The Open Water Diver certification allows you to dive deeper and independently, giving you access to more dive sites and thus, greater adventures.

Anonymous graceful woman snorkeling in ocean

E-Learning Options for Scuba Diving Certifications

If time constraints or geographical barriers are a concern, many agencies have e-learning options that have got you covered. These online platforms allow you to complete theoretical scuba diving knowledge at your own pace, accommodating different learning preferences and schedules.

The typical time commitment for the knowledge development portion of the Open Water Diver course using eLearning is between 5-10 hours, with the ability to manage your learning progress through an online account. This flexibility makes it easier to fit learning into your schedule, making the journey to becoming a certified diver even more accessible.

Choosing the Right Course for You

Your individual circumstances and goals will largely dictate the right course for you. The Scuba Diver certification can be completed in as little as two days, making it ideal for those with limited time. This certification is perfect for beginners who prefer to dive under the supervision of an instructor.

- [SUPPLIED ENTRIES]
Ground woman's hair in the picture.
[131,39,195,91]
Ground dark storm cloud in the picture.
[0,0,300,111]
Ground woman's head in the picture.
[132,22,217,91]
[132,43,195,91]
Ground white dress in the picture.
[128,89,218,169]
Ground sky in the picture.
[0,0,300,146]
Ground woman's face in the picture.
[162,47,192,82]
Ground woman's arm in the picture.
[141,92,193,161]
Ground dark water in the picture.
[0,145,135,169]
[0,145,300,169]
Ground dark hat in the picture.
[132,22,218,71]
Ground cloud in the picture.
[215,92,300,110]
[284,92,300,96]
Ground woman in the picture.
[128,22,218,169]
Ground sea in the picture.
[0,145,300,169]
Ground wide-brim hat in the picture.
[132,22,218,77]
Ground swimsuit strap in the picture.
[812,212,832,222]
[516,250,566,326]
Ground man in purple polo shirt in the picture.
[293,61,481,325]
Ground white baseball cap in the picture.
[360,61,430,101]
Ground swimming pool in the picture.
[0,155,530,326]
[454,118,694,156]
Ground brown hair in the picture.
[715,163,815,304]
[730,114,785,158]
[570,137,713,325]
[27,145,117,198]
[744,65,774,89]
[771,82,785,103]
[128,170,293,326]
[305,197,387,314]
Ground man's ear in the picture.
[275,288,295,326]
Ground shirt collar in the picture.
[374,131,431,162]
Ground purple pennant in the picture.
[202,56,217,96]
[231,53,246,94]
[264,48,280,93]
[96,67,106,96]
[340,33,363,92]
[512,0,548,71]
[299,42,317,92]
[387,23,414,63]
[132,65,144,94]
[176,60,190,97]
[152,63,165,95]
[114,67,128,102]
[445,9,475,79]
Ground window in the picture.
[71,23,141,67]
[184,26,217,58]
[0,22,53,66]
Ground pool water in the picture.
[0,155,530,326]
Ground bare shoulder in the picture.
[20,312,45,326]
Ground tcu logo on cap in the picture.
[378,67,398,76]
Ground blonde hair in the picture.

- [WORK INSTRUCTION 1] In two sentences, summarize the passage on scuba diving certifications.
- [WORK INSTRUCTION 2] Give a continuation of the passage on scuba diving certifications, starting after its final sentence.

- [TASK RESPONSE 1] Many agencies offer e-learning that lets you complete the theory of scuba diving at your own pace, and the knowledge portion of the Open Water Diver course typically takes 5-10 hours online. The right course depends on your circumstances and goals: the Scuba Diver certification can be finished in as little as two days and suits beginners who prefer to dive under an instructor's supervision.

- [TASK RESPONSE 2]
On the other hand, the Open Water Diver certification is for those who desire greater diving freedom. This certification allows you to dive independently and access a wider range of dive sites. It’s also a crucial step for those considering a professional diving career. Consulting a dive shop can provide personalized advice, helping you choose between certifications based on your individual goals and circumstances.

Dive Centers and Instructors: Finding the Perfect Match

Securing the right dive center and professional dive instructors is a pivotal step in ensuring a successful and enjoyable learning experience. When assessing dive centers, check for reputable agencies like PADI, SDI, NAUI, or SSI, inspect the condition and maintenance of the dive center, and consider personal recommendations.

As for instructors, choose one whose teaching style and problem-solving methods align with your learning preferences. An attentive and experienced instructor can greatly enhance your learning experience. Also, consider the total cost of the course, including all necessary materials and rentals, and ensure that the course schedule fits your availability.

Man in Black Wet Suit and Diving Goggles in Water With School of Fish

Discover Scuba Diving: A Taste of the Underwater World

The Discover Scuba Diving (DSD) experience could be an excellent starting point if you’re intrigued by scuba diving but not prepared to commit to a multi-day course. This program is designed for newcomers to try scuba diving without the need for a multi-day commitment.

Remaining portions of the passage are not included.